** BEGIN PAGE EXTRACT **

Who’s afraid of evidence-based HR?
3 Jul 2019
I believe that HR should be in the business of ‘making work better’. But as we all know those three simple words have a lot more complexity sitting behind them. At its core this should mean that we aim to have more attractive, healthy, productive and sustainable workplaces.
However, if delivering this is the role of HR, then that’s a massive agenda. It’s hardly surprising that, at times, HR professionals have resorted to approaches that, on the face of it, have an intuitive appeal but lack evidence for their impact or benefit. For example, bowls of fruit at work as part of a well-being strategy or heavy reliance on personality testing for recruitment are both contested practices which have dedicated adherents! There’s a risk that delivering initiatives without a robust evidence base, has a feel good factor but delivers little practical benefit in the workplace.

** END PAGE EXTRACT **
** BEGIN INFORMATION SHOWN **

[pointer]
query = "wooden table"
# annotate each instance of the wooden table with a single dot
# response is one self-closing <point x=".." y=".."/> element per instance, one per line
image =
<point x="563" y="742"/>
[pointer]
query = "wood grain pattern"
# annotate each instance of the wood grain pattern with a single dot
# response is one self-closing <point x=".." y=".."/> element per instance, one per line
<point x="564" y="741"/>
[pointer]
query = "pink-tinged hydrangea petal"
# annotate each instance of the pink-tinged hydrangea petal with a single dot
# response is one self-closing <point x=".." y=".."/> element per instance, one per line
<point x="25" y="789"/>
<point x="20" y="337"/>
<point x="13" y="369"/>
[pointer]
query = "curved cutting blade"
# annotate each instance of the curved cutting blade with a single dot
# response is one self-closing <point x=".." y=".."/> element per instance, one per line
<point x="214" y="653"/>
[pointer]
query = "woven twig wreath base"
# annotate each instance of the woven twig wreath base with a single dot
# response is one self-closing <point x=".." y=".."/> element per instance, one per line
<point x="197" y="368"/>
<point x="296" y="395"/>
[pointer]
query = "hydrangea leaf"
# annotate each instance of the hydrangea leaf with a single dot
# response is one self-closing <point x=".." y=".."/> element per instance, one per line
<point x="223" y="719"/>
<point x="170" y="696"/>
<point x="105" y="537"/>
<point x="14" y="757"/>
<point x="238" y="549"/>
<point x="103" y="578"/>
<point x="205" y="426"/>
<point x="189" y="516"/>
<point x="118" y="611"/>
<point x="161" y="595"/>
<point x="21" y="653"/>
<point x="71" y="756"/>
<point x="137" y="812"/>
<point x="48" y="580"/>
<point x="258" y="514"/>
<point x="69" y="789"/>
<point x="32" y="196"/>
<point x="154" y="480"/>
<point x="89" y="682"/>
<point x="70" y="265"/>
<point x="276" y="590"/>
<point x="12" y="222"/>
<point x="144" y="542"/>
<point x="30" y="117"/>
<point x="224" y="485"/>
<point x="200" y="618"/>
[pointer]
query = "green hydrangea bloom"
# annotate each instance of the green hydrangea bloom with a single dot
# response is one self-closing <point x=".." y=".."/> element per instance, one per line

** END INFORMATION SHOWN **

> TO BE DONE:
(a) Answer these questions from the evidence-based HR post:
(i) On what date was the post published?
(ii) What three words does the author say HR should be in the business of?
(iii) Which two contested practices does the post give as examples?
(b) Rewrite a passage of the evidence-based HR post, swapping "personality testing" for "psychometric assessment". Begin at the words "However, if delivering" and stop after "in the workplace.".
(c) According to the evidence-based HR post, why is it hardly surprising that HR professionals have sometimes used approaches that lack evidence for their impact?
The data above is separate material and not part of the evidence-based HR post.

> RESULTS FOR THE EXERCISE:
(a)
(i) 3 Jul 2019
(ii) 'Making work better'
(iii) Bowls of fruit at work as part of a well-being strategy, and heavy reliance on personality testing for recruitment

(b)
However, if delivering this is the role of HR, then that’s a massive agenda. It’s hardly surprising that, at times, HR professionals have resorted to approaches that, on the face of it, have an intuitive appeal but lack evidence for their impact or benefit. For example, bowls of fruit at work as part of a well-being strategy or heavy reliance on psychometric assessment for recruitment are both contested practices which have dedicated adherents! There’s a risk that delivering initiatives without a robust evidence base, has a feel good factor but delivers little practical benefit in the workplace.

(c) Delivering more attractive, healthy, productive and sustainable workplaces is a massive agenda if that is HR's role. Given the size of that task, HR professionals have at times turned to approaches that have intuitive appeal.